[Dataset]

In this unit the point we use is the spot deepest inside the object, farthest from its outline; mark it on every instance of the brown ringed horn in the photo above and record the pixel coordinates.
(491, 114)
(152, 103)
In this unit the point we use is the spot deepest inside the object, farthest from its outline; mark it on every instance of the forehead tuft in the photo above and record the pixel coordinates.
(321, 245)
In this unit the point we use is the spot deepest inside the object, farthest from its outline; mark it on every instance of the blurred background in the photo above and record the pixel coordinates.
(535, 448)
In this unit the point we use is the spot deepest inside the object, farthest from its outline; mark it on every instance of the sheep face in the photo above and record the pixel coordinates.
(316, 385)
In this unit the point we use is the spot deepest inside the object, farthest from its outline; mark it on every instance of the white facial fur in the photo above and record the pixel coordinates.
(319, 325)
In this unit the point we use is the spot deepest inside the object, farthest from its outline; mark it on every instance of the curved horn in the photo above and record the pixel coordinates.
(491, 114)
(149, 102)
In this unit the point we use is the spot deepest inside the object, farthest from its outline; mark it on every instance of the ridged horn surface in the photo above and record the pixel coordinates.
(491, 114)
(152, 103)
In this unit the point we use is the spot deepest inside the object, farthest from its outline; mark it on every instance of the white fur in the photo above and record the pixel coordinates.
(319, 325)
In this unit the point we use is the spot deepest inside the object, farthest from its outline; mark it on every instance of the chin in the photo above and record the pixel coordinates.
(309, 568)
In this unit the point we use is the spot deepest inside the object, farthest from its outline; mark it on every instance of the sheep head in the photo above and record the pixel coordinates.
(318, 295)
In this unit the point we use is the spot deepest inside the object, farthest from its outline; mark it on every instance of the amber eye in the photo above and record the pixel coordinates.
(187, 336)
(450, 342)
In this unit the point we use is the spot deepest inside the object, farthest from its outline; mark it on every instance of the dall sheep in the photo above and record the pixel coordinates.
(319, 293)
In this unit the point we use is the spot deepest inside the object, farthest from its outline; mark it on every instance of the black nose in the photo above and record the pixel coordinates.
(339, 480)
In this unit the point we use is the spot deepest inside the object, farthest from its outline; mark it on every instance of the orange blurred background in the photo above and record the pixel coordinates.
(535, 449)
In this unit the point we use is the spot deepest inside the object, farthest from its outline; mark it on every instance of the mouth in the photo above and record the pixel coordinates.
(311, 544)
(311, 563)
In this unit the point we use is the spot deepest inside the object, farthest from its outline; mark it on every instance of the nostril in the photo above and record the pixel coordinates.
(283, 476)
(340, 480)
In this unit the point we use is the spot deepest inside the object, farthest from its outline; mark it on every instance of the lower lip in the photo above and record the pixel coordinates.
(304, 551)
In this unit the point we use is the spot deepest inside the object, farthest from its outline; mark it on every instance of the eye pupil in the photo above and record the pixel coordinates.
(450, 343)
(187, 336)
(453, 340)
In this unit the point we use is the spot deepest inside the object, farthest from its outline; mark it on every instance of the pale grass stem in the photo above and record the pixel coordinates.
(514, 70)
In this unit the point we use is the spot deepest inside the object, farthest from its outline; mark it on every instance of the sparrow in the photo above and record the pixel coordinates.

[What the task requires] Rescale the items from the line containing "the eye pupil" through the end of the items, that line included. Reproduce every line, requests included. Multiply each pixel coordinate in the answers by 2.25 and round it to a whole number, rounding halves up.

[Task result]
In this unit the point we use is the spot deepest inside the object, farthest from its outline; mark it on every instance of the eye pupil in the photo above and record the pixel coordinates.
(1013, 772)
(421, 756)
(1019, 765)
In this unit the point we use is the spot deepest inside the object, farthest from its outline; mark it on every instance of the pale grass stem in the photo above and record the pixel coordinates.
(1157, 158)
In this unit the point we use is the spot deepest inside the object, farthest from its outline; mark it on every instance of the sparrow in the photo above and record the pixel coordinates.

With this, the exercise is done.